● **Input data**
§
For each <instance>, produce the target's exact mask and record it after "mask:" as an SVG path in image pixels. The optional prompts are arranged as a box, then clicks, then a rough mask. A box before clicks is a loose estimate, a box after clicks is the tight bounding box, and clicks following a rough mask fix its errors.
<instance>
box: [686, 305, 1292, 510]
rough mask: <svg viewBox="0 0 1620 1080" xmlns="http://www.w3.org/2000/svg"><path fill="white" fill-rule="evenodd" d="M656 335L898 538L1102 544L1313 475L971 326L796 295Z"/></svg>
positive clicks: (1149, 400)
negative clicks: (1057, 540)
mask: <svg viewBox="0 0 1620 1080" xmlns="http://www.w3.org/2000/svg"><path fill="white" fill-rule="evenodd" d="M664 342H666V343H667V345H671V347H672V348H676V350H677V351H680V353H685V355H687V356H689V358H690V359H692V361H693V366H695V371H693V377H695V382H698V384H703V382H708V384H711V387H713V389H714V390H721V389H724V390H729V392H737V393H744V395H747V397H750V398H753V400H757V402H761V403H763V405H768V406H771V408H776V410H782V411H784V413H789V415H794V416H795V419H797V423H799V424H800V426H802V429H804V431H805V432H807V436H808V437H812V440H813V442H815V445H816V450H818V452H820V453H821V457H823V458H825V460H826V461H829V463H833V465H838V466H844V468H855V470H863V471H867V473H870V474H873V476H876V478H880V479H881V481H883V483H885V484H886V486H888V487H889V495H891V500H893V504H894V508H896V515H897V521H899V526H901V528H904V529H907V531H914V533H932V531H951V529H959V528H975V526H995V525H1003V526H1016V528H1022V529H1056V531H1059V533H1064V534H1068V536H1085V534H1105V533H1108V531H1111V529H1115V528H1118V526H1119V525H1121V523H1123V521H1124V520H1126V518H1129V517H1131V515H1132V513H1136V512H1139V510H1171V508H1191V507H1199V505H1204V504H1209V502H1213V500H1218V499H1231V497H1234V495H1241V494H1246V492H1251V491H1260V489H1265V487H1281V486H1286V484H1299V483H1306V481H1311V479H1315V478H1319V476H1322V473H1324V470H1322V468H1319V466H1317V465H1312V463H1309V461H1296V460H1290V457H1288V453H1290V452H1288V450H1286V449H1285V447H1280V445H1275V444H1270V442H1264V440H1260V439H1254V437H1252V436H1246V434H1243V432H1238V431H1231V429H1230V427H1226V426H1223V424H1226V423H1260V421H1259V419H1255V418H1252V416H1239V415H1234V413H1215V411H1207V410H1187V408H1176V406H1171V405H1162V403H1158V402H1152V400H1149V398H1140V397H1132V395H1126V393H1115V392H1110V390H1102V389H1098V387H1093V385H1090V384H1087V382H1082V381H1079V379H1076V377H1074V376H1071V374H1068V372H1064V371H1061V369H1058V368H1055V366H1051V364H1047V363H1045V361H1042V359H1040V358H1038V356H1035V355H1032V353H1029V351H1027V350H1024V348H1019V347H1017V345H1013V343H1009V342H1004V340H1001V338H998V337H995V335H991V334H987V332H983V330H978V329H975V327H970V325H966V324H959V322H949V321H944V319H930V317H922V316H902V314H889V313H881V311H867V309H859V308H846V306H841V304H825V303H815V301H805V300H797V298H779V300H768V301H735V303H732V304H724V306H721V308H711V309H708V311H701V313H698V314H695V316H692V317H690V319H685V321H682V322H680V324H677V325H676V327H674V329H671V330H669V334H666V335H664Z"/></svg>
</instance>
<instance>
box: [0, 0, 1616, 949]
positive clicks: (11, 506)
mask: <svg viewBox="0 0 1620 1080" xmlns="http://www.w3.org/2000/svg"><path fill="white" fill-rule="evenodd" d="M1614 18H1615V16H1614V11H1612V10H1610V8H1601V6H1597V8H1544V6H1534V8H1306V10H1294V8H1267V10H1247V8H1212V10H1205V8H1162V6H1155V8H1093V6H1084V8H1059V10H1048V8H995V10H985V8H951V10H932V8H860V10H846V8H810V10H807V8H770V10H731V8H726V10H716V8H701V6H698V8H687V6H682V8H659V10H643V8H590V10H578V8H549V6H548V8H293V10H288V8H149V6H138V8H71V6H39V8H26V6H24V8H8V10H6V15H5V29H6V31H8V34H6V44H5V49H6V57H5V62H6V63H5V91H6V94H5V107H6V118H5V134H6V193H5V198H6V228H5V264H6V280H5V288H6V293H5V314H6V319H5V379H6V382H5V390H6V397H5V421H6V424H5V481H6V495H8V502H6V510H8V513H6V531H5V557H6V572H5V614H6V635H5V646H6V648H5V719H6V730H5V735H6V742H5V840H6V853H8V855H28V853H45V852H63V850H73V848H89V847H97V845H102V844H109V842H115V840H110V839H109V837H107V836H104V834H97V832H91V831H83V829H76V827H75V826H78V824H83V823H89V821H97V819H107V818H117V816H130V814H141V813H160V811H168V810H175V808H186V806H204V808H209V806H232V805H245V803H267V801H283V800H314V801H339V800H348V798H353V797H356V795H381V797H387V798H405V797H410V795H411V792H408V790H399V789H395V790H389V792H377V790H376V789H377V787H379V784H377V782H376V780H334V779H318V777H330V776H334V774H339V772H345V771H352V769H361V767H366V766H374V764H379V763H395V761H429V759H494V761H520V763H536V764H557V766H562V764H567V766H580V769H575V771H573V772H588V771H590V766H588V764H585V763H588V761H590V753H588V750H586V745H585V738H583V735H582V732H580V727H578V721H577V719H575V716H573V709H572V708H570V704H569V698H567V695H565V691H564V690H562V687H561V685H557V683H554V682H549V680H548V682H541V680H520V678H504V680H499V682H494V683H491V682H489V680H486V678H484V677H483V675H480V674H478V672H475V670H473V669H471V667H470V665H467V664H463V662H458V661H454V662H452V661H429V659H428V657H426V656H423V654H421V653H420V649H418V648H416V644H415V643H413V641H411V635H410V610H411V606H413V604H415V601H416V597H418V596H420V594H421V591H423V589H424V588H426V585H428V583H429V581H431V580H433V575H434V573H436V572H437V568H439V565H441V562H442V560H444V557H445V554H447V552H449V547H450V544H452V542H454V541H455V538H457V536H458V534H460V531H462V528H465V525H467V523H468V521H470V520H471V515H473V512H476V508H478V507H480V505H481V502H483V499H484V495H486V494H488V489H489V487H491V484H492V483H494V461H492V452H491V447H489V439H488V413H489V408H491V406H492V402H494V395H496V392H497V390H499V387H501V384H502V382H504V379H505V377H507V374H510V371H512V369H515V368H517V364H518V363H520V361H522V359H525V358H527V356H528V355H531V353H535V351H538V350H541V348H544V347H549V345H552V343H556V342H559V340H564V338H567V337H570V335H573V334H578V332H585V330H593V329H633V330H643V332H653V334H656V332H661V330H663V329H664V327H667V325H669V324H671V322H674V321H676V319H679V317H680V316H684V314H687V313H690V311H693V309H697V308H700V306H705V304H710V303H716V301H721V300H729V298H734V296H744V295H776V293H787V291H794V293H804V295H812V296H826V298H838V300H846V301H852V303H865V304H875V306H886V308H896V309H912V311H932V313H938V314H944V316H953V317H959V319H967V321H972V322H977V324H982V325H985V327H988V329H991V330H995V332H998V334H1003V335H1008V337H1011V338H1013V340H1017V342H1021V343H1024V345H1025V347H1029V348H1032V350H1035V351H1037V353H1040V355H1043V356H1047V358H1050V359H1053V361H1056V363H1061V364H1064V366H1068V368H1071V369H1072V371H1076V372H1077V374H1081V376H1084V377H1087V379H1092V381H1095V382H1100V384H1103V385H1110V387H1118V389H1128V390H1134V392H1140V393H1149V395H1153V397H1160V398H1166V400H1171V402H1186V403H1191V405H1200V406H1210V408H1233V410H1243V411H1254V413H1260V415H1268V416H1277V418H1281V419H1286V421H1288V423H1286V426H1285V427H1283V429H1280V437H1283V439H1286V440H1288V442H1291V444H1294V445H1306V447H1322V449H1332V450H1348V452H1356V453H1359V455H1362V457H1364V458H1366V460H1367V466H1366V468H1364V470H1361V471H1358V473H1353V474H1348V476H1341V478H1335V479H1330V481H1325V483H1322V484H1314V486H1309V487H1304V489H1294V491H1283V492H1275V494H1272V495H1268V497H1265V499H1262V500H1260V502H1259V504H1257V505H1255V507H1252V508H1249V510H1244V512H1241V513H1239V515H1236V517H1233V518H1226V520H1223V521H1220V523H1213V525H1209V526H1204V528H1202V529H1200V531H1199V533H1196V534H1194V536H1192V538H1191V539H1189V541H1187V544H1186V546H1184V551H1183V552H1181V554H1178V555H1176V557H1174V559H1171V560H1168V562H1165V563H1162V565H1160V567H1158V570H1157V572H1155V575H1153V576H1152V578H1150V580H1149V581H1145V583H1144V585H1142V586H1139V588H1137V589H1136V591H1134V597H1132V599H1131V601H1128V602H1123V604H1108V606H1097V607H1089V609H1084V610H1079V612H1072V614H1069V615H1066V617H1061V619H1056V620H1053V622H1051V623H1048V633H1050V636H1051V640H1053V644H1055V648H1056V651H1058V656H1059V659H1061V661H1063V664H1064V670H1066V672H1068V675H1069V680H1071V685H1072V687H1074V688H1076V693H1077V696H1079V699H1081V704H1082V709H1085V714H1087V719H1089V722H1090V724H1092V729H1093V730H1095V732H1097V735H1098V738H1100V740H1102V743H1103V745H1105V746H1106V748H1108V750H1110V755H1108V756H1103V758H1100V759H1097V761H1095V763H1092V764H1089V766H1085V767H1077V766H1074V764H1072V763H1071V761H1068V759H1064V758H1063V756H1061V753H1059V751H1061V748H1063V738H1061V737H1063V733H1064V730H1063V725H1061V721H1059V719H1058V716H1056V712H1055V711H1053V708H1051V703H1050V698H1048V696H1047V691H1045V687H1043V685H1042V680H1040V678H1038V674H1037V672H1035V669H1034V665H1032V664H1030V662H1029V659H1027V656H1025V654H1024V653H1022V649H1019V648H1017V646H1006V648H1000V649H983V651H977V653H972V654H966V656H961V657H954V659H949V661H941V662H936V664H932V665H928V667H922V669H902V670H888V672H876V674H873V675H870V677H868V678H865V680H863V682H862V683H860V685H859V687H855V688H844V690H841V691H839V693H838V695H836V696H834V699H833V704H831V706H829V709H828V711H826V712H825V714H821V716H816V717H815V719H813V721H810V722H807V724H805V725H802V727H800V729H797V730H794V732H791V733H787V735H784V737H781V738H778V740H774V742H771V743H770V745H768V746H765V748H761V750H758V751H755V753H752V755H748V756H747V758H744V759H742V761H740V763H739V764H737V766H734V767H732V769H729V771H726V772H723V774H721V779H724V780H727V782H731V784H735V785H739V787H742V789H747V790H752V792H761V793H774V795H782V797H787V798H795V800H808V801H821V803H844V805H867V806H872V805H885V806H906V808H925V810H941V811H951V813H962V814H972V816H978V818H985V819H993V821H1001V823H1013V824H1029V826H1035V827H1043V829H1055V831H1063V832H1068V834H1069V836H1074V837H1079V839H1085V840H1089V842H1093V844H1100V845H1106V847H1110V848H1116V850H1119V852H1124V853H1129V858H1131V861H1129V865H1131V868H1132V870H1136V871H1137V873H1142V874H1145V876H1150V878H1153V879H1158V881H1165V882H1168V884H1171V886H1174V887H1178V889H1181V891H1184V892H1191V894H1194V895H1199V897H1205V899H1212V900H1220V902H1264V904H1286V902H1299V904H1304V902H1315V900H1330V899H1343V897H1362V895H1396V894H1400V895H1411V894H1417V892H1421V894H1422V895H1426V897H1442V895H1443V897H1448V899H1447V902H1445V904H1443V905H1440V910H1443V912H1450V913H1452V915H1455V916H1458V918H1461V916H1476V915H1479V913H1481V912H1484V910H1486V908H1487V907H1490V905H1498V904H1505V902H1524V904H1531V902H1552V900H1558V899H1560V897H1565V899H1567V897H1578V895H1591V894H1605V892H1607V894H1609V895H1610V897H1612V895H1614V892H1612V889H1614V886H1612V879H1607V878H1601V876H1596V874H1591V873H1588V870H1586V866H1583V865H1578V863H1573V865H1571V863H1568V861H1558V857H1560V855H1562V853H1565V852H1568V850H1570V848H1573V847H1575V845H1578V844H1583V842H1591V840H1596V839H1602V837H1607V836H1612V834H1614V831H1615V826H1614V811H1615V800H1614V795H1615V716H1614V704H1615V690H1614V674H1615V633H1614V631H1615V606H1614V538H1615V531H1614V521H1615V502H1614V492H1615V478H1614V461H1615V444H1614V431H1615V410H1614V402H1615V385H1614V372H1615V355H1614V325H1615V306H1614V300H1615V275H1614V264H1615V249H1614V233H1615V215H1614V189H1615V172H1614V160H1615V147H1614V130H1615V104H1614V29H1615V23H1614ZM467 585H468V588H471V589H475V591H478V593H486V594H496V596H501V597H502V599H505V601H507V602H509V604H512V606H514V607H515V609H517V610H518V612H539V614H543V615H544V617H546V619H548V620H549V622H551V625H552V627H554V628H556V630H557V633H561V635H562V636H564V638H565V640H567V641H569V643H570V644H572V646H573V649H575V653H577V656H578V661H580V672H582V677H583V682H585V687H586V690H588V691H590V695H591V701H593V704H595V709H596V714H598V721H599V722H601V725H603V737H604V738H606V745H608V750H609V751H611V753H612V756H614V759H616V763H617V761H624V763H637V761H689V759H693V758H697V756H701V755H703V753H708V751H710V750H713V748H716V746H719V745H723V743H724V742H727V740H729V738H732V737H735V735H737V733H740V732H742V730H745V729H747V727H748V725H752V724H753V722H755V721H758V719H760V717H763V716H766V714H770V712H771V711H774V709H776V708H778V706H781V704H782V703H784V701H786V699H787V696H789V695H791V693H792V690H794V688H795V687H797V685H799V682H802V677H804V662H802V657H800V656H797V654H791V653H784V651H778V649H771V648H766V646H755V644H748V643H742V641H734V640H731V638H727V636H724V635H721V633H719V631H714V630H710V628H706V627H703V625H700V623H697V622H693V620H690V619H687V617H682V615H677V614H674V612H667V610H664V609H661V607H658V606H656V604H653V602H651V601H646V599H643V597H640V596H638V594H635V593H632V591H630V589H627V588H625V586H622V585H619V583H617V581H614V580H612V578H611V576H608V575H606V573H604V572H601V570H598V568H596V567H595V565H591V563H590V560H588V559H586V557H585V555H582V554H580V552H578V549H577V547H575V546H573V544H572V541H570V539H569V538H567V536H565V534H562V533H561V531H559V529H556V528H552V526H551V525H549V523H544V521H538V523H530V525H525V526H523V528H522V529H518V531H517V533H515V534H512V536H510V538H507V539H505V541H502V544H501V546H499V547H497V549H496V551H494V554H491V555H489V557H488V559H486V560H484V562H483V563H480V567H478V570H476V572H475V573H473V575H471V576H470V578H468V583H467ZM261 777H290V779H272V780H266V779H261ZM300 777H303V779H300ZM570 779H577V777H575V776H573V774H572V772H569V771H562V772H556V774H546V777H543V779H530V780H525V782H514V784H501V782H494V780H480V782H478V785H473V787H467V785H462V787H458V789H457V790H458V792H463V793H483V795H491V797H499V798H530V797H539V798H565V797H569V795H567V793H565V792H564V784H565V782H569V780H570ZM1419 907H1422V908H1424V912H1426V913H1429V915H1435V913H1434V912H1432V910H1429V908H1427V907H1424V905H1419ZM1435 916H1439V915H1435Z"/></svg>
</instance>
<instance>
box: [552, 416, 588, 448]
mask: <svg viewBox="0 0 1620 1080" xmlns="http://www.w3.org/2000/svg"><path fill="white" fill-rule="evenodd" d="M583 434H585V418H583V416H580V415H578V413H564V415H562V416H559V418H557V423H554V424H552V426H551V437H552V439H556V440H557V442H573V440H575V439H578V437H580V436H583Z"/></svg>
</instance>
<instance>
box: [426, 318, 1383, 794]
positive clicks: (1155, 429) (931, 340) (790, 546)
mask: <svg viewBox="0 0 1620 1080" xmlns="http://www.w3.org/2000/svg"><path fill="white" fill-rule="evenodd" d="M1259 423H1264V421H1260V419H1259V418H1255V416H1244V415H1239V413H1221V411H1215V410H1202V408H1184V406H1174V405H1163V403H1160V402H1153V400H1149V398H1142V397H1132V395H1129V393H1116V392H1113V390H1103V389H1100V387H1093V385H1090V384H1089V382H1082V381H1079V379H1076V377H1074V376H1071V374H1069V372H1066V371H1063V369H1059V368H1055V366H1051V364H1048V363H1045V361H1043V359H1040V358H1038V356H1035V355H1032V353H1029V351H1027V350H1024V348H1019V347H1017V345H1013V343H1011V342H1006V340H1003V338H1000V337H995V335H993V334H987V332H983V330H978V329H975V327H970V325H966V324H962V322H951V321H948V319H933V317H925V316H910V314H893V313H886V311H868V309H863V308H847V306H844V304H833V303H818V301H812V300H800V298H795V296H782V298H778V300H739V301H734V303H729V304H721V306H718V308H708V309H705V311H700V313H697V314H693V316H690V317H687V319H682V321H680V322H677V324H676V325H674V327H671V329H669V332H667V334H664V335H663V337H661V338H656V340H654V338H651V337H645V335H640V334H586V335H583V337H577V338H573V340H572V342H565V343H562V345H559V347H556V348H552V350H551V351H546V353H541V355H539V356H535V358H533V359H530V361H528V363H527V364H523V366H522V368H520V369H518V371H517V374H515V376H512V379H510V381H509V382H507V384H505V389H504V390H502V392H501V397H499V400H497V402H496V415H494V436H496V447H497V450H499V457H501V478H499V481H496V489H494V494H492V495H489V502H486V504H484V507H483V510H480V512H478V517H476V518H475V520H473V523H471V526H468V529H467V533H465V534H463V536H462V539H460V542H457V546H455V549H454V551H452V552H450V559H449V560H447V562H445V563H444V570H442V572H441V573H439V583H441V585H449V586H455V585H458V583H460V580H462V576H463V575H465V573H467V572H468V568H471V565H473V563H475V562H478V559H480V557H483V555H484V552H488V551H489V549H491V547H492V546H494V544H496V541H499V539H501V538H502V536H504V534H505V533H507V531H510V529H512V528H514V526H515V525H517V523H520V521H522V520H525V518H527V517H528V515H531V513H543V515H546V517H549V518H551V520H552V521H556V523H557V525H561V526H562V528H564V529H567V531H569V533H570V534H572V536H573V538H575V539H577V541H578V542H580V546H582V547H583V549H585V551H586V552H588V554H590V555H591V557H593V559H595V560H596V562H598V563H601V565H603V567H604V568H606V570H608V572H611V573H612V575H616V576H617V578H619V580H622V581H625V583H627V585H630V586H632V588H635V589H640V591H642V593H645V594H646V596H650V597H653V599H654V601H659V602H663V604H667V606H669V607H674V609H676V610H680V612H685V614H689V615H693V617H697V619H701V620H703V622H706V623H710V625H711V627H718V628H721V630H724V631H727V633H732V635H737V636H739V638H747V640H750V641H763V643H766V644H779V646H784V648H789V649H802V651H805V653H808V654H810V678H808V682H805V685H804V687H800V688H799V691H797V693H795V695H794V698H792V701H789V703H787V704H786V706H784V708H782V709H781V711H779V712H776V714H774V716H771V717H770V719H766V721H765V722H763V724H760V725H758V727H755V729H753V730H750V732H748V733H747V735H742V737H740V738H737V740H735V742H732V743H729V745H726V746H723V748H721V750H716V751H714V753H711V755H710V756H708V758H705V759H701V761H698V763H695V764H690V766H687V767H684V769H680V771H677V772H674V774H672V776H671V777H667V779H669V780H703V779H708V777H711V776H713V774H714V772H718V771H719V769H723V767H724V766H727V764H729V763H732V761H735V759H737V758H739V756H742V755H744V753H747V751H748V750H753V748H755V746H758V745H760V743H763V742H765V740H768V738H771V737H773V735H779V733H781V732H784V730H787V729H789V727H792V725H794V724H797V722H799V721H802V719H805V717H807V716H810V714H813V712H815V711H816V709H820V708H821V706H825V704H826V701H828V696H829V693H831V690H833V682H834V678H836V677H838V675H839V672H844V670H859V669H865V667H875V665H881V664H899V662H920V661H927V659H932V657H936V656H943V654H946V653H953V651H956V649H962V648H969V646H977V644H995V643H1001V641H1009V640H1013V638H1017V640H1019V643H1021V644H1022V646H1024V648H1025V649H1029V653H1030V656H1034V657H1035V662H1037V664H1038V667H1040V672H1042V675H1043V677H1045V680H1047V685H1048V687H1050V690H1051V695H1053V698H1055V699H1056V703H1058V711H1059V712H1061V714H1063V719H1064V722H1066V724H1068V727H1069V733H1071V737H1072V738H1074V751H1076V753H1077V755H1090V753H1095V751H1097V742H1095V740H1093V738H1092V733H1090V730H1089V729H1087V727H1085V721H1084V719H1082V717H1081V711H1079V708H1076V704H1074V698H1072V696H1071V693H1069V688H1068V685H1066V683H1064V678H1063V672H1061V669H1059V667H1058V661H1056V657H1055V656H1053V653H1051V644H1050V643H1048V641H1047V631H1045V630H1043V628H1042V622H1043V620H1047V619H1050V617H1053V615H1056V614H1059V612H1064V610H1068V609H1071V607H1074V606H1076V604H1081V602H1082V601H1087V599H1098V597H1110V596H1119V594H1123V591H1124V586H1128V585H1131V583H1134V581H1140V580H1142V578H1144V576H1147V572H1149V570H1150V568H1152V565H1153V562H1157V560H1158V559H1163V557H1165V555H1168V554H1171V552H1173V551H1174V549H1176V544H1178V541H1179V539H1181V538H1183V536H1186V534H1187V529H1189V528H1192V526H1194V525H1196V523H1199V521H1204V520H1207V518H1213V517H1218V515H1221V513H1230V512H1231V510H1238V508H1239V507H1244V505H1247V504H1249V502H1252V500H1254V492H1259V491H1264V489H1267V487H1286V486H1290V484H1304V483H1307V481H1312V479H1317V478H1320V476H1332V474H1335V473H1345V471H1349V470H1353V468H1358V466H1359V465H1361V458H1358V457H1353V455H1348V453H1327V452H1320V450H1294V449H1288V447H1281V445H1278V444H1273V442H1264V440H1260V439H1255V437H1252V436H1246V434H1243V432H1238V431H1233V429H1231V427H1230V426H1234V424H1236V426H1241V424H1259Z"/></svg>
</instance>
§
● **How to complete this task**
Copy the lines above word for word, starting with the very first line and ending with the line that contains "negative clicks: (1057, 540)". Include both of those lines.

● **Response to the task**
For each <instance>, produce the target's exact mask and record it after "mask:" as an SVG path in image pixels. The optional prompts are arranged as a box, then clicks, then a rough mask. A box before clicks is a loose estimate, a box after clicks is the tight bounding box, and clicks following a rough mask fix its errors.
<instance>
box: [686, 305, 1292, 510]
rough mask: <svg viewBox="0 0 1620 1080" xmlns="http://www.w3.org/2000/svg"><path fill="white" fill-rule="evenodd" d="M656 335L898 538L1102 544L1313 475L971 326L796 295Z"/></svg>
positive clicks: (1149, 400)
negative clicks: (1057, 540)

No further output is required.